▶ [OBJECTIVE] Copy all the rows below, requests included, and shift every pixel coordinate in the answers by adding 133 to each number. Leave the pictures out.
═══ DATA
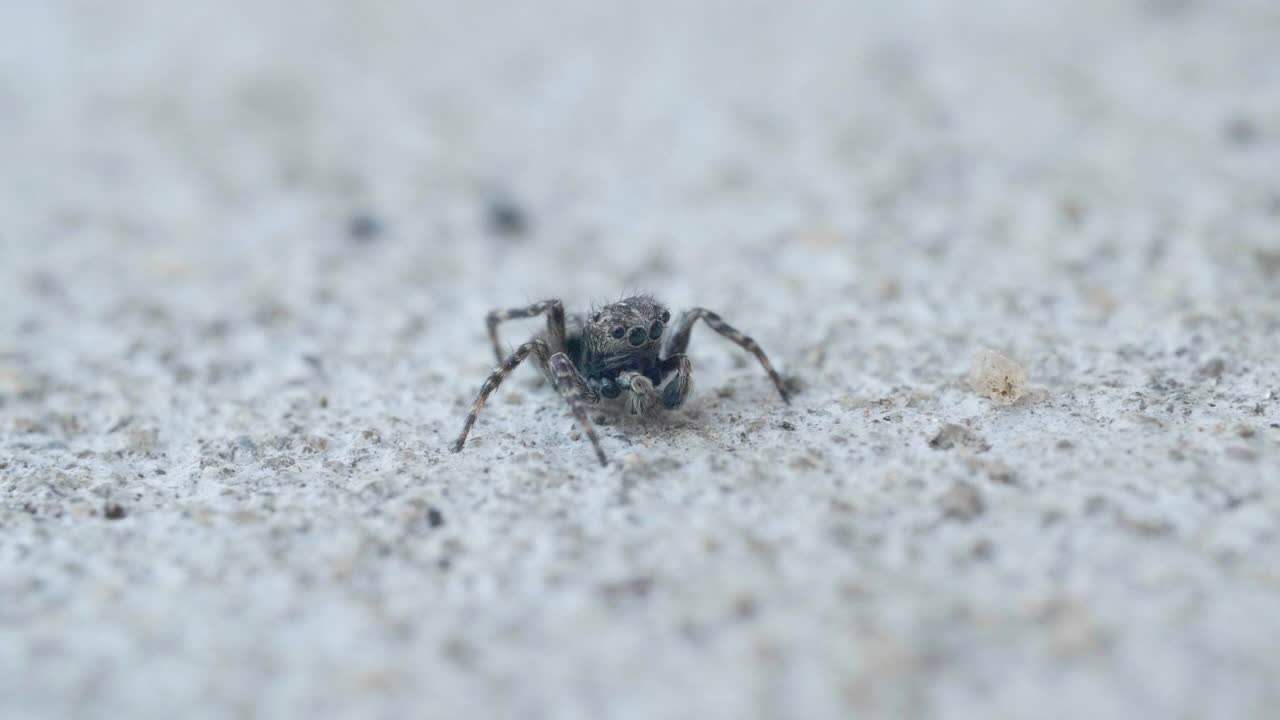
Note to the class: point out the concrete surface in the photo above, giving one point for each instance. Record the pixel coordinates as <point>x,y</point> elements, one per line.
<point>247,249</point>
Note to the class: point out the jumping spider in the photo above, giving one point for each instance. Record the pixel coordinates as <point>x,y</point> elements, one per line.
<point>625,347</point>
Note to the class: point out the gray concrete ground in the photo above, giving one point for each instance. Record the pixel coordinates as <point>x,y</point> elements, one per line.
══════
▶ [OUTPUT OF THE TASK]
Note to the class: point out the concrete surface in the photo above, giving one point for each instance. Record the pixel coordinates as <point>x,y</point> elements, one per line.
<point>380,382</point>
Note to the class: point out the jumping spider in the photo above, giving one point for each instance. Record the pixel coordinates as <point>x,y</point> elements, one per line.
<point>758,480</point>
Note to the class: point out the gray concrete ground in the photo above, giving one point for each instance. Record the pixel coordinates as <point>x,y</point> elements, one per line.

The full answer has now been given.